**Work instructions:**
(1) Rewrite the paragraph of the breast cancer screening passage that begins "Dr. Harris isn't suggesting" in briefer form, keeping its main facts.
(2) Transcribe the breast cancer screening passage between "Follow us here…If 1,000" and "to Dr. Harris.", inclusive.

And statistics bear this out.

Follow us here…If 1,000 women started biennial mammography screening when they were 50 years old and continued for 10 years, one to three breast cancer deaths would be prevented over the next 15 years. If 1,000 60-year-old women had biennial screenings for 10 years, three or four deaths would be prevented over the next 20 years. For women in their mid-70s, however, their average remaining life expectancy—about 13 more years—is shorter than the 17-year lag time in which a death attributed to breast cancer could be prevented. “Suddenly,” said Dr. Harris, “the number of women being helped by screening starts going down, not up.”

But maybe you are 72 and expect to live until 102. Fair enough. In that case, breast cancer screening and next steps if breast cancer is detected should be a personal, individualized decision between you and your health-care provider, according to Dr. Harris.

APPROACHING BREAST CANCER DETECTION FROM ANOTHER ANGLE

Dr. Harris isn’t suggesting that all breast cancer screening guidelines should completely go out the window and leave women and their doctors high and dry. But his wish—and what he says he expects to happen, based on discussions with his colleagues in the public health field—is that for older women, at least, we will end up with new, more individualized guidelines that will be conveyed to gynecologists and primary-care physicians over the next few years.

That makes sense.  But you may be surprised by something else Dr. Harris said that may work for some women and not for others depending on complex issues related to health care, such as patient education and access to care, especially among minority or disenfranchised women. He believes that the same broad leeway being proposed for elderly women should be extended to all women, of every age—and he points to these downsides of breast cancer screening as the rationale…

 

  • Cumulative radiation exposure. Although the amount of radiation received per mammogram is minimal, every time you get a mammogram or are otherwise exposed to radiation in the medical setting, it has a cumulative effect on your body.

 

 

  • Possible unneeded treatment. Some breast cancers are so slow-growing that they would not have caused any harm if they had gone undetected.

**Excerpted records:**
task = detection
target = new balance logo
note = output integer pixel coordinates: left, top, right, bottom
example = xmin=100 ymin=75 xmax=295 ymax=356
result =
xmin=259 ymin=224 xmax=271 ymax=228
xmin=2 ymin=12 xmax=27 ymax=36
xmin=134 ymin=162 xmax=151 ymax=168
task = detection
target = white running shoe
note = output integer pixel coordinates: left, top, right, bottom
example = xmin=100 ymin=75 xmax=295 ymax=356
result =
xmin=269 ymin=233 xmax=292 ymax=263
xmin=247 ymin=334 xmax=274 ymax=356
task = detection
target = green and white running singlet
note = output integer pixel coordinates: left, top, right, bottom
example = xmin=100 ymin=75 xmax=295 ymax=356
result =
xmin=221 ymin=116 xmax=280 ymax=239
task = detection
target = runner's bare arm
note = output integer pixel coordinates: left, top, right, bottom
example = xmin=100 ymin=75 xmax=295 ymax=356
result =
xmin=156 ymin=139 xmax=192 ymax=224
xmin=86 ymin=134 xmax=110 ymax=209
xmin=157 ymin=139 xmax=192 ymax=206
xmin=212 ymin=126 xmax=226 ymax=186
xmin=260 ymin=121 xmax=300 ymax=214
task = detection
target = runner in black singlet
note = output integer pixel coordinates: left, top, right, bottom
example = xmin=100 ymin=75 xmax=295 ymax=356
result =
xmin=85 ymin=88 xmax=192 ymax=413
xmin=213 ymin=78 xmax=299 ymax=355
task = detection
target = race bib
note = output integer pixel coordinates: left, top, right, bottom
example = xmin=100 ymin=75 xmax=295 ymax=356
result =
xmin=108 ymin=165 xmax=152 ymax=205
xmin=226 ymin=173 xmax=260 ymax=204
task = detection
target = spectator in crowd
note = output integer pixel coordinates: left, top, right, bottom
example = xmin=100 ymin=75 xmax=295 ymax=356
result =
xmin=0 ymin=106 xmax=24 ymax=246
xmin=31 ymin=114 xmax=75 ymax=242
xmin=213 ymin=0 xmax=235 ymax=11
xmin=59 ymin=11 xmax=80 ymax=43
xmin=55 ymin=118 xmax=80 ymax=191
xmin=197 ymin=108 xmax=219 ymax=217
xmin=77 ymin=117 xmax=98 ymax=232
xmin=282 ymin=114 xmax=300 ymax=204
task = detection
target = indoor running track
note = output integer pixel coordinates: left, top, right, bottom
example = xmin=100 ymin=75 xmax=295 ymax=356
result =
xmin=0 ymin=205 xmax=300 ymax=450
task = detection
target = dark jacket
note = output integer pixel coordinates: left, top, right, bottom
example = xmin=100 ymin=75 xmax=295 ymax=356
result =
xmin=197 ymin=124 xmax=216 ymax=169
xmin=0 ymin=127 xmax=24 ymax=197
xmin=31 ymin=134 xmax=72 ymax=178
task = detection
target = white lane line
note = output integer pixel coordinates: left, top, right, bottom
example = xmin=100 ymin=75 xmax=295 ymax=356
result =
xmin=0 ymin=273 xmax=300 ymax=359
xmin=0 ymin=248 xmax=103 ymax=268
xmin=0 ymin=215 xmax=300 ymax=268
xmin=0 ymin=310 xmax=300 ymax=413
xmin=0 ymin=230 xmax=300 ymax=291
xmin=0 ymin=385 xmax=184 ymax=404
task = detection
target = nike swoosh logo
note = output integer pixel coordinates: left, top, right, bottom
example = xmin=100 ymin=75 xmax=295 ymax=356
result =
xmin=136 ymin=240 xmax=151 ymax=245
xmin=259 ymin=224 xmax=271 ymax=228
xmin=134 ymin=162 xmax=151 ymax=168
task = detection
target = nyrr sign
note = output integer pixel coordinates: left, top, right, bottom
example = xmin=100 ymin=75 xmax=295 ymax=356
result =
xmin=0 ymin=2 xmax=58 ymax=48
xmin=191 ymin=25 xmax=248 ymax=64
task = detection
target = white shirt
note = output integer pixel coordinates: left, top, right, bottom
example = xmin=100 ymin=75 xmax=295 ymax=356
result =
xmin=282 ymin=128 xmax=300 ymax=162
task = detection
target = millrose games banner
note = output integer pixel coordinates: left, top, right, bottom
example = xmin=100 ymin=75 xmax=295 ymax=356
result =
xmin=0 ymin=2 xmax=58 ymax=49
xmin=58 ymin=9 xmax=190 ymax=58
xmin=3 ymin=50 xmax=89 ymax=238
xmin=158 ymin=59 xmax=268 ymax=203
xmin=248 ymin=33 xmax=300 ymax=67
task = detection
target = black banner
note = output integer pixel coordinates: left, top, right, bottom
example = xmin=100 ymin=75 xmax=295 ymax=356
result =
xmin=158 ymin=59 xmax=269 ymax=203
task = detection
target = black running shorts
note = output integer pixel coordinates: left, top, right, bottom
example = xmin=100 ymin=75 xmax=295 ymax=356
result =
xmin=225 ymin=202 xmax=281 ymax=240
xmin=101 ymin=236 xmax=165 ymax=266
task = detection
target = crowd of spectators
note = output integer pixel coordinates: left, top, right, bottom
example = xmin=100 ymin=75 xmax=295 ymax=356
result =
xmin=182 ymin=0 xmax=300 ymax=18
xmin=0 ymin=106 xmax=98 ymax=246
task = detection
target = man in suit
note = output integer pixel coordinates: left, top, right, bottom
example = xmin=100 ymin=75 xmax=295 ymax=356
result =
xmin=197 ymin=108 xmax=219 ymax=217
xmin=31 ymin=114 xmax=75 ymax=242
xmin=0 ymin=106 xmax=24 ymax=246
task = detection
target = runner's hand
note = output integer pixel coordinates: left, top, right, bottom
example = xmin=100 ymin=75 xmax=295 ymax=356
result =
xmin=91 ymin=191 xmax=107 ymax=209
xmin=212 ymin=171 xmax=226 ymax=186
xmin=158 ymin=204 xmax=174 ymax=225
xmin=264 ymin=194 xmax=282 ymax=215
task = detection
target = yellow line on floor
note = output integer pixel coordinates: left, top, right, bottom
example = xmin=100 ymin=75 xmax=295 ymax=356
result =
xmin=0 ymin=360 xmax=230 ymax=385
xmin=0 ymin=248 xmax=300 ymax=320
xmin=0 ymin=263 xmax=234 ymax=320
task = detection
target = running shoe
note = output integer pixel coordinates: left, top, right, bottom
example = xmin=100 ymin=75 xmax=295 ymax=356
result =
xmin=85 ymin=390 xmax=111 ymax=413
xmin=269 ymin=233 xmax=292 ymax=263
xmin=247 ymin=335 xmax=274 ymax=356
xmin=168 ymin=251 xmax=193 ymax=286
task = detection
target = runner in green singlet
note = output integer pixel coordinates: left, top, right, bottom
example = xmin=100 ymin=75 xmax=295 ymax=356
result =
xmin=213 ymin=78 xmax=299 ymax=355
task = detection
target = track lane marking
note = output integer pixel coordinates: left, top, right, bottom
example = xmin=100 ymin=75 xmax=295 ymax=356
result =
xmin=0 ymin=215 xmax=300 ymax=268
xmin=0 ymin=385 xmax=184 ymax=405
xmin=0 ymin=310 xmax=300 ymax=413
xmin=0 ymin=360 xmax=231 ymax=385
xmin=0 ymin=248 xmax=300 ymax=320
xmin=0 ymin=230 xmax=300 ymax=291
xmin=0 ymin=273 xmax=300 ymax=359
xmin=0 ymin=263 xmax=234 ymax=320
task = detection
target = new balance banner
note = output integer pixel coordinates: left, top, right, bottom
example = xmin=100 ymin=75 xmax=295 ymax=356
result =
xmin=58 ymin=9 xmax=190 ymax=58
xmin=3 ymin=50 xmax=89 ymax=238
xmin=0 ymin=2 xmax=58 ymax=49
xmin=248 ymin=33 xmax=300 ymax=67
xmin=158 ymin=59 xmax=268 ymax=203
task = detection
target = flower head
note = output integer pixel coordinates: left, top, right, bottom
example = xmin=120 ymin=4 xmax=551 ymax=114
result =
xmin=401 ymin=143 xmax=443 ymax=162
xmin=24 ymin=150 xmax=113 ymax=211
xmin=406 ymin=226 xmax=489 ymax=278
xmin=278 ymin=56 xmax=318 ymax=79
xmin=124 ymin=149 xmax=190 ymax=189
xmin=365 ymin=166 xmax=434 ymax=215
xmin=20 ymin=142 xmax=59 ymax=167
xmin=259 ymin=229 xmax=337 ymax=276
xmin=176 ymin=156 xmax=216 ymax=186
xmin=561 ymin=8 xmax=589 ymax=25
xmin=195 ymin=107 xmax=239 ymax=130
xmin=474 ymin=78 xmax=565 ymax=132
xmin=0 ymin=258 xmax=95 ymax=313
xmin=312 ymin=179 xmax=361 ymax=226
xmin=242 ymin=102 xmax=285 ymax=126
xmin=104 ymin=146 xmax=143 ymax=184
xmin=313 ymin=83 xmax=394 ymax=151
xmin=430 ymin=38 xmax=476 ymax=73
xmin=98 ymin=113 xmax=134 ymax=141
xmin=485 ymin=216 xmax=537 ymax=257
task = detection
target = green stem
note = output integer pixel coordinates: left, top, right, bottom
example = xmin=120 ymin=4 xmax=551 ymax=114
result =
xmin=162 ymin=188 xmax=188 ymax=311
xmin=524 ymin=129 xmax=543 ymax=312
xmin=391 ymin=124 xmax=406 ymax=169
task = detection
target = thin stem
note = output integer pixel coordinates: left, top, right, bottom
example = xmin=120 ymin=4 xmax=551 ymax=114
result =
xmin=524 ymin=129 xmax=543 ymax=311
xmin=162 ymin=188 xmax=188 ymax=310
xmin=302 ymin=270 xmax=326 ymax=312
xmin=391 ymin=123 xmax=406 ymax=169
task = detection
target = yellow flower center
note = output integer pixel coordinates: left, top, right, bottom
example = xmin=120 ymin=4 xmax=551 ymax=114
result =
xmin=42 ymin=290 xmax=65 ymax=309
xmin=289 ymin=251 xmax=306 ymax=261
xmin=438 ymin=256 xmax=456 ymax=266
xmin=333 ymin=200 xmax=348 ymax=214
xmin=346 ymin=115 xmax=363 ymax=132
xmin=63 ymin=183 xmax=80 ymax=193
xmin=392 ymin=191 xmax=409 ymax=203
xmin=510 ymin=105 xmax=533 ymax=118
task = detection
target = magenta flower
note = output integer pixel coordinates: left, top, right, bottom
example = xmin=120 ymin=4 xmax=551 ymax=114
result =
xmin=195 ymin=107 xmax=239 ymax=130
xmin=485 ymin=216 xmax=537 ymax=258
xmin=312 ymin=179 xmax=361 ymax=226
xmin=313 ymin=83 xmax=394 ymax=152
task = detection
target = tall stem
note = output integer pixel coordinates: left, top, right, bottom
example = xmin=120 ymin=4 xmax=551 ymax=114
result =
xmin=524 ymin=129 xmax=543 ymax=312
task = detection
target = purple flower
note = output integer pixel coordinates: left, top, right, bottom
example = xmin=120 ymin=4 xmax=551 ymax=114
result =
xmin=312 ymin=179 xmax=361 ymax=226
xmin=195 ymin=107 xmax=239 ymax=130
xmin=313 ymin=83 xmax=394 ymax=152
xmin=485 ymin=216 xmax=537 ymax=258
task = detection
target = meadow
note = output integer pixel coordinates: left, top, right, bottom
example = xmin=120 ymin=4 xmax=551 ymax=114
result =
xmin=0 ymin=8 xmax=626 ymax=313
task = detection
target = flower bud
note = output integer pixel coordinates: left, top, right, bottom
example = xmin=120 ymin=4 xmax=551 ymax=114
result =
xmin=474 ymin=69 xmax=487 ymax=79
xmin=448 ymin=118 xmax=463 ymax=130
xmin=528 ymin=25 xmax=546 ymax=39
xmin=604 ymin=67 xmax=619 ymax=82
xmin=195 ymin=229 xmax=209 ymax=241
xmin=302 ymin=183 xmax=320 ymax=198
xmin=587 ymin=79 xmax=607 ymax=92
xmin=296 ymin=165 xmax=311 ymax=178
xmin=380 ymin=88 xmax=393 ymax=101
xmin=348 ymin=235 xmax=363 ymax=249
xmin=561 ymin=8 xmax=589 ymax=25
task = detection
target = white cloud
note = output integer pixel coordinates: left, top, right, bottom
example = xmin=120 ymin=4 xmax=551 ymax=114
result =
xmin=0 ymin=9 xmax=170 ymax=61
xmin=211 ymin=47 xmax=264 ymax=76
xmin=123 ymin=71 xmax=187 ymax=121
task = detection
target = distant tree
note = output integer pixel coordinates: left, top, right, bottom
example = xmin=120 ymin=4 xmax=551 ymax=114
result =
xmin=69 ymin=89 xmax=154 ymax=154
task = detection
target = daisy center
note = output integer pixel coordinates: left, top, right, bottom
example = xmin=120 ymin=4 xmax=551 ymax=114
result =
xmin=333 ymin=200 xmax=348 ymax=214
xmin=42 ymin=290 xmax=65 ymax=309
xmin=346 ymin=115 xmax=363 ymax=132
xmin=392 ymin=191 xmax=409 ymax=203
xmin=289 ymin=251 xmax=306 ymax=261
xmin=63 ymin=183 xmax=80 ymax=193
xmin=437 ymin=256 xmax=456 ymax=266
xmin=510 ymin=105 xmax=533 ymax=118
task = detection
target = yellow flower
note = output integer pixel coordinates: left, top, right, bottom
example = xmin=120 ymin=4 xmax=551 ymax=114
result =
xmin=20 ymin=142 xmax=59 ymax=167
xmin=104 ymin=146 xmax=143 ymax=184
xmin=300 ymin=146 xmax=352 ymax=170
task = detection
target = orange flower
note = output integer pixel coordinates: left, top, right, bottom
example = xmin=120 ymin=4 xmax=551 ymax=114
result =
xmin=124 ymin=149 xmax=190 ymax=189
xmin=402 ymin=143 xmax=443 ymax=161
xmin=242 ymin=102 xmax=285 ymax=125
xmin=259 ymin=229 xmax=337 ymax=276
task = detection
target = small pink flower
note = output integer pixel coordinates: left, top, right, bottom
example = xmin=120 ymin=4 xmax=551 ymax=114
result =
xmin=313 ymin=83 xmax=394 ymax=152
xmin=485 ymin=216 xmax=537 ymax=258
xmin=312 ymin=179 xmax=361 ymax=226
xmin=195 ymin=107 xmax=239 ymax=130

**Answers:**
(1) Dr. Harris does not propose discarding breast cancer screening guidelines entirely or leaving women and their doctors without direction. He hopes, and expects from discussions with public health colleagues, that new and more individualized guidelines, at least for older women, will be conveyed to gynecologists and primary-care physicians over the next few years.

(2)
Follow us here…If 1,000 women started biennial mammography screening when they were 50 years old and continued for 10 years, one to three breast cancer deaths would be prevented over the next 15 years. If 1,000 60-year-old women had biennial screenings for 10 years, three or four deaths would be prevented over the next 20 years. For women in their mid-70s, however, their average remaining life expectancy—about 13 more years—is shorter than the 17-year lag time in which a death attributed to breast cancer could be prevented. “Suddenly,” said Dr. Harris, “the number of women being helped by screening starts going down, not up.”

But maybe you are 72 and expect to live until 102. Fair enough. In that case, breast cancer screening and next steps if breast cancer is detected should be a personal, individualized decision between you and your health-care provider, according to Dr. Harris.